Count the lines of the records below that contain the string "green", treating uppercase and lowercase as distinct, and give only the number.

* Begin LISTED RECORDS *

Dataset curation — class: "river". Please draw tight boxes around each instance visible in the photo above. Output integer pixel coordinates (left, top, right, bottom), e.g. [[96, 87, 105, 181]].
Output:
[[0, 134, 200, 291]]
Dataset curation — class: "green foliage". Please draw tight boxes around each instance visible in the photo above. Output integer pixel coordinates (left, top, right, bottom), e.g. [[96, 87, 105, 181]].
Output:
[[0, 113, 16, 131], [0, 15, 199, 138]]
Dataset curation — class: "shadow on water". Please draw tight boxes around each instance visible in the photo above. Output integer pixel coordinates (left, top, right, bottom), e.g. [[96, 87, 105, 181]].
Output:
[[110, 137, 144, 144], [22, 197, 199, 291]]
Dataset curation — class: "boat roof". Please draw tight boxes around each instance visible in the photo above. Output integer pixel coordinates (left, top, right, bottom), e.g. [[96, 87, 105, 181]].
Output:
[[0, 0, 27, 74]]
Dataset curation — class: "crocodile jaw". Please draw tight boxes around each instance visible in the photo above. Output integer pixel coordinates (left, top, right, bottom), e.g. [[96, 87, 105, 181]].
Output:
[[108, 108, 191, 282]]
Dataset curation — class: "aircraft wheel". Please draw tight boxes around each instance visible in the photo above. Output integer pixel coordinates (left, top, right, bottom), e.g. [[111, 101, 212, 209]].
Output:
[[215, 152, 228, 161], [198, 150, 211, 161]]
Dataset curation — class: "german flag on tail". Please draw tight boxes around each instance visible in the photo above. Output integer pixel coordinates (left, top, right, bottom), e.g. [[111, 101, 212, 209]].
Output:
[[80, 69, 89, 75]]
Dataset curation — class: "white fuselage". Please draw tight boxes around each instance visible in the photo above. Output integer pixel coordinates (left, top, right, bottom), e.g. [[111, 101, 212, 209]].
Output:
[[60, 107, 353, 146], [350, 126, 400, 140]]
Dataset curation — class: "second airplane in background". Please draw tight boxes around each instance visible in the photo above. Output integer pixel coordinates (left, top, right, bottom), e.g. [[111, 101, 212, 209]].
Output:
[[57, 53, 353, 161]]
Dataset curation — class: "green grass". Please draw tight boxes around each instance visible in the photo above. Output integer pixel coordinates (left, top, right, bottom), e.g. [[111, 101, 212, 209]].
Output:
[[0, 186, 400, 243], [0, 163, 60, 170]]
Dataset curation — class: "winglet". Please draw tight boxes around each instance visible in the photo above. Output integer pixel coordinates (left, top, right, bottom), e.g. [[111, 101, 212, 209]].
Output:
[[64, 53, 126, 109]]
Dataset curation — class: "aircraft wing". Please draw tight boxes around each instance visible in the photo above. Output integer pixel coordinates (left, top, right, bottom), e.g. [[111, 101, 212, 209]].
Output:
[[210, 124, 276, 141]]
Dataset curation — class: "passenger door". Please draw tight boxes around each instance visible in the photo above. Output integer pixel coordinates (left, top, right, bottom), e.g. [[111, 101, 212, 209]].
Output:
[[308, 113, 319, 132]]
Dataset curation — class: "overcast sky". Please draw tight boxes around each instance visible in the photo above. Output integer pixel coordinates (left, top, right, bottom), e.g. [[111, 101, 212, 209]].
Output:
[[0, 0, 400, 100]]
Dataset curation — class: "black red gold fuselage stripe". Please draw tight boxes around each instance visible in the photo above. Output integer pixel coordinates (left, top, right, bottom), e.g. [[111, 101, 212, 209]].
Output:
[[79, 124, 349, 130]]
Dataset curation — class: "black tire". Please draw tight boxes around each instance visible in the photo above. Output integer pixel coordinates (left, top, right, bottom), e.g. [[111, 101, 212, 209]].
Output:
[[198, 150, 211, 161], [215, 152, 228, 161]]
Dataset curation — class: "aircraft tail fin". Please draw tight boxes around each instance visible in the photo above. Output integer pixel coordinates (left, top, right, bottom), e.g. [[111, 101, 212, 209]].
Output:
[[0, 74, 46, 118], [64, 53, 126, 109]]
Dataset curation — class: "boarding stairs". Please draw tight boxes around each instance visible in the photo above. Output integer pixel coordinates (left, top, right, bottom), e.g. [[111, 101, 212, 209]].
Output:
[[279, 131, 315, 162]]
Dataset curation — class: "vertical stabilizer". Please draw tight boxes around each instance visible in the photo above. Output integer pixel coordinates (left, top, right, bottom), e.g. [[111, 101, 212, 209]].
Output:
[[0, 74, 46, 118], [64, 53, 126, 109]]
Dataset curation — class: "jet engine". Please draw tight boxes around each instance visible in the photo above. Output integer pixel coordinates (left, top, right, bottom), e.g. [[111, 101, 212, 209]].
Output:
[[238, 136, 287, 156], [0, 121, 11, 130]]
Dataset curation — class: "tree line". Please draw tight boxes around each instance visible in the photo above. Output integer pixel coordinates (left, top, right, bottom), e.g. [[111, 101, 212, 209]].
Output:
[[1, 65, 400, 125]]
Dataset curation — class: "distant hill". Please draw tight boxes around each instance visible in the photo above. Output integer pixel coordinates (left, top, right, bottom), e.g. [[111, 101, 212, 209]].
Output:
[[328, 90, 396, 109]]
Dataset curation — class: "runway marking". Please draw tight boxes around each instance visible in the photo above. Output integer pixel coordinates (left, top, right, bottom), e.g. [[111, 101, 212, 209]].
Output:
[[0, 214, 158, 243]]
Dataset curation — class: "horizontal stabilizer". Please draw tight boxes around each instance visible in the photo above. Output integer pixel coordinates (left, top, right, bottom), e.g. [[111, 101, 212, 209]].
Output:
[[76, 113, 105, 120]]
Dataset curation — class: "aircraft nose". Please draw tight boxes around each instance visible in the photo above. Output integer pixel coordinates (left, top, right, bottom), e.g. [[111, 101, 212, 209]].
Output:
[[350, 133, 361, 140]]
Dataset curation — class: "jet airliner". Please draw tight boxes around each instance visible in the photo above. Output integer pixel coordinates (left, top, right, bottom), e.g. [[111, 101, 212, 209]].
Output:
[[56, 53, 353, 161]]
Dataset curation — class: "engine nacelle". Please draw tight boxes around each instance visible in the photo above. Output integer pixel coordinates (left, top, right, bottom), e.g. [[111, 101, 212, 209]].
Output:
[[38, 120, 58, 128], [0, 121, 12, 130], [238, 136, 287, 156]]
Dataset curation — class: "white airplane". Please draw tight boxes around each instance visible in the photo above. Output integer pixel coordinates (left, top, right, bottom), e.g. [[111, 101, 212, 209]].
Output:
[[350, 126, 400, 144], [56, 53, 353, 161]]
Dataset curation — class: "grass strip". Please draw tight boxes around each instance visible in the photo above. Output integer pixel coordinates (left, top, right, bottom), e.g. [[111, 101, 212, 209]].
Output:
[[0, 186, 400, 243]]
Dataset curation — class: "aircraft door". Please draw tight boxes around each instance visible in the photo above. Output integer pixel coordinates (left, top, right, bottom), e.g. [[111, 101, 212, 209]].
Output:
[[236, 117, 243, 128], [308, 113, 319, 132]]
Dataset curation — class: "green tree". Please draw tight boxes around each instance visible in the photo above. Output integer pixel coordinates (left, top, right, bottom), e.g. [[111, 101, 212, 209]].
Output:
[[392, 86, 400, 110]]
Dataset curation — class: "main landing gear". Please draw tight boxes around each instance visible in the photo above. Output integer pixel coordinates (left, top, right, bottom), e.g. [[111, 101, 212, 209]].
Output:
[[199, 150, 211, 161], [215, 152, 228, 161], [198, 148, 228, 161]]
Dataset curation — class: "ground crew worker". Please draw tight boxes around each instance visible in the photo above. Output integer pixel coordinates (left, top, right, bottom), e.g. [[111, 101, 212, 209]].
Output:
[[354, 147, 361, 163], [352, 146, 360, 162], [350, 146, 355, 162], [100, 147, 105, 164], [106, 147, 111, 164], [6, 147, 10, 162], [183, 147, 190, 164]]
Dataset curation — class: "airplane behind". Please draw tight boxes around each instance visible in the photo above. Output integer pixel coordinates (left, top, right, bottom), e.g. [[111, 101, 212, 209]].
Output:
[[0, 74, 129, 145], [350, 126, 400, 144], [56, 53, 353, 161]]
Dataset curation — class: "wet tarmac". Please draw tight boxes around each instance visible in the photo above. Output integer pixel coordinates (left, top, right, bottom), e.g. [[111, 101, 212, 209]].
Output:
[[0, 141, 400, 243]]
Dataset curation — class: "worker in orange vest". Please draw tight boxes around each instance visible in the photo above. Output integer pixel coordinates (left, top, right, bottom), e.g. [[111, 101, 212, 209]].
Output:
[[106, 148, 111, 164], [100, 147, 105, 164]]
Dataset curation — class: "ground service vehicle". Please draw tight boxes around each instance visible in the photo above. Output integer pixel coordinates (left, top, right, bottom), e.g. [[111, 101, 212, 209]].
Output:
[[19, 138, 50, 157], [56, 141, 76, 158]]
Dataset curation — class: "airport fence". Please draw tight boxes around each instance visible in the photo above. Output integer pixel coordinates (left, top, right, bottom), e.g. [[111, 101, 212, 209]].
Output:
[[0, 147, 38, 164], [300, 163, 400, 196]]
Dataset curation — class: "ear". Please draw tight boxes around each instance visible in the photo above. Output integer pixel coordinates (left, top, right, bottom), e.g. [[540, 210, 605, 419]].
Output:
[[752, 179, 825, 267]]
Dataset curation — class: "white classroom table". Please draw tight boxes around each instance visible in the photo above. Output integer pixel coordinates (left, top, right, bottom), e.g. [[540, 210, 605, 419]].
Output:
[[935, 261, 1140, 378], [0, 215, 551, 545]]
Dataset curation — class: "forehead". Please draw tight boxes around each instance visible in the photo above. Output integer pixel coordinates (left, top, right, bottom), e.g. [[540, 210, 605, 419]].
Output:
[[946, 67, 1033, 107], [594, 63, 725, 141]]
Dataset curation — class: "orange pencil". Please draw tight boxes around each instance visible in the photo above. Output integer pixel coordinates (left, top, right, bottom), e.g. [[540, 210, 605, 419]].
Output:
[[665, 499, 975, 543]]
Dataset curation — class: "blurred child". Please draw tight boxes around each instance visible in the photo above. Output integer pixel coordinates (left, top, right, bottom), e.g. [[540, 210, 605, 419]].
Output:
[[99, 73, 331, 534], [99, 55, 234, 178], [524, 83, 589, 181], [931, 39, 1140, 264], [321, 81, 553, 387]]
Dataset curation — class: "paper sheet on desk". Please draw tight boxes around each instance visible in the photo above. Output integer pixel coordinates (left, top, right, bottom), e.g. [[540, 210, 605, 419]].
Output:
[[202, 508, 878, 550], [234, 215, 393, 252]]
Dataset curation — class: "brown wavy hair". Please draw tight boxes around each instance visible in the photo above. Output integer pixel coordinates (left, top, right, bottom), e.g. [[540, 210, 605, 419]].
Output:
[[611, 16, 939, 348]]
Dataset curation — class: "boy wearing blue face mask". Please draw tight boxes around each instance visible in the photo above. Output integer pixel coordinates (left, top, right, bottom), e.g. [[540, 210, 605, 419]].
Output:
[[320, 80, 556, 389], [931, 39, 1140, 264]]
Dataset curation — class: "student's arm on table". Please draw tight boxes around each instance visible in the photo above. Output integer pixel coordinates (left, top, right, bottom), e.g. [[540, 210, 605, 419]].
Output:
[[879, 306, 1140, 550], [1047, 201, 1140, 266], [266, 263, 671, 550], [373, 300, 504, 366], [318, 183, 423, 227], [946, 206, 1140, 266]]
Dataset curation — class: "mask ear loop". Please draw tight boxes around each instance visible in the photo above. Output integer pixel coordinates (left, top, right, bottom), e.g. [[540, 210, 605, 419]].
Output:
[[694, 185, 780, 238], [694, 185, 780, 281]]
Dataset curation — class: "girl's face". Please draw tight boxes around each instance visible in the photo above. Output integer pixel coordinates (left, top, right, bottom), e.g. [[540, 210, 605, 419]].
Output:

* End LISTED RECORDS *

> **RESPONSE TO THE TASK**
3